Consigna: Devuelve sin ningún cambio el fragmento del texto sobre la corrupción que va desde "La indignación de" hasta "nuestra vida democrática.", ambos incluidos.

Texto propuesto:
Todos estos casos de corrupción serían desoladores en situación de bonanza económica, pero son tremendamente hirientes en el contexto de la crisis económica que castiga a las clases medias y populares, afecta a los servicios básicos del Estado del bienestar (sanidad, educación, protección social) y está condenando a una generación de universitarios a la emigración. La dureza de una crisis que lleva años erosionando las vidas cotidianas de amplios sectores de la población hace más insoportable el espectáculo de una vida pública infectada por unos depredadores que, casi con total impunidad, han estado saqueando las arcas públicas en plena época de sacrificios, recortes y estrecheces.
La indignación de la ciudadanía convierte el tema de la corrupción en la oportunidad única de los salvapatrias y los populistas. Nuestra democracia podría entrar en zona de riesgo si la corrupción se aliase con la demagogia. Nos referimos a la demagogia política, pero también a la demagogia mediática. Es preciso, por lo tanto, afinar el diagnóstico y las soluciones para evitar que al mal de la corrupción tengamos que añadir el mal del populismo. En este sentido, es preciso tomar medidas claras y muy contundentes para evitar que el ruido, los rumores y las falsas acusaciones se fundan con los casos reales y se mezclen con las investigaciones en curso favoreciendo un clima irrespirable que podría colapsar nuestra vida democrática.
SON bienvenidas, por supuesto, las medidas que sugería esta semana la mesa institucional que, presidida por el presidente de la Generalitat en compañía de la máxima representación de la judicatura y de directores de oficinas de control, debatió diversos proyectos legislativos y judiciales que faciliten la limpieza del sistema. Apostar por la transparencia e introducir cambios en la legislación electoral servirá sin duda en el próximo futuro para renovar nuestros viciados mecanismos de representación y control. Pero la urgencia y la gravedad del momento exigen medidas excepcionales y rápidas.

Extractos de datos:
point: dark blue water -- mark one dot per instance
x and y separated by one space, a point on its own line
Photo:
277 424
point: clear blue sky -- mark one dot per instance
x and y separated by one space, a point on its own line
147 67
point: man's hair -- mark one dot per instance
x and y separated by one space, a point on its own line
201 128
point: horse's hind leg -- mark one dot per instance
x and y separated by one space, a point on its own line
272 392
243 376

Respuesta del ejercicio:
La indignación de la ciudadanía convierte el tema de la corrupción en la oportunidad única de los salvapatrias y los populistas. Nuestra democracia podría entrar en zona de riesgo si la corrupción se aliase con la demagogia. Nos referimos a la demagogia política, pero también a la demagogia mediática. Es preciso, por lo tanto, afinar el diagnóstico y las soluciones para evitar que al mal de la corrupción tengamos que añadir el mal del populismo. En este sentido, es preciso tomar medidas claras y muy contundentes para evitar que el ruido, los rumores y las falsas acusaciones se fundan con los casos reales y se mezclen con las investigaciones en curso favoreciendo un clima irrespirable que podría colapsar nuestra vida democrática.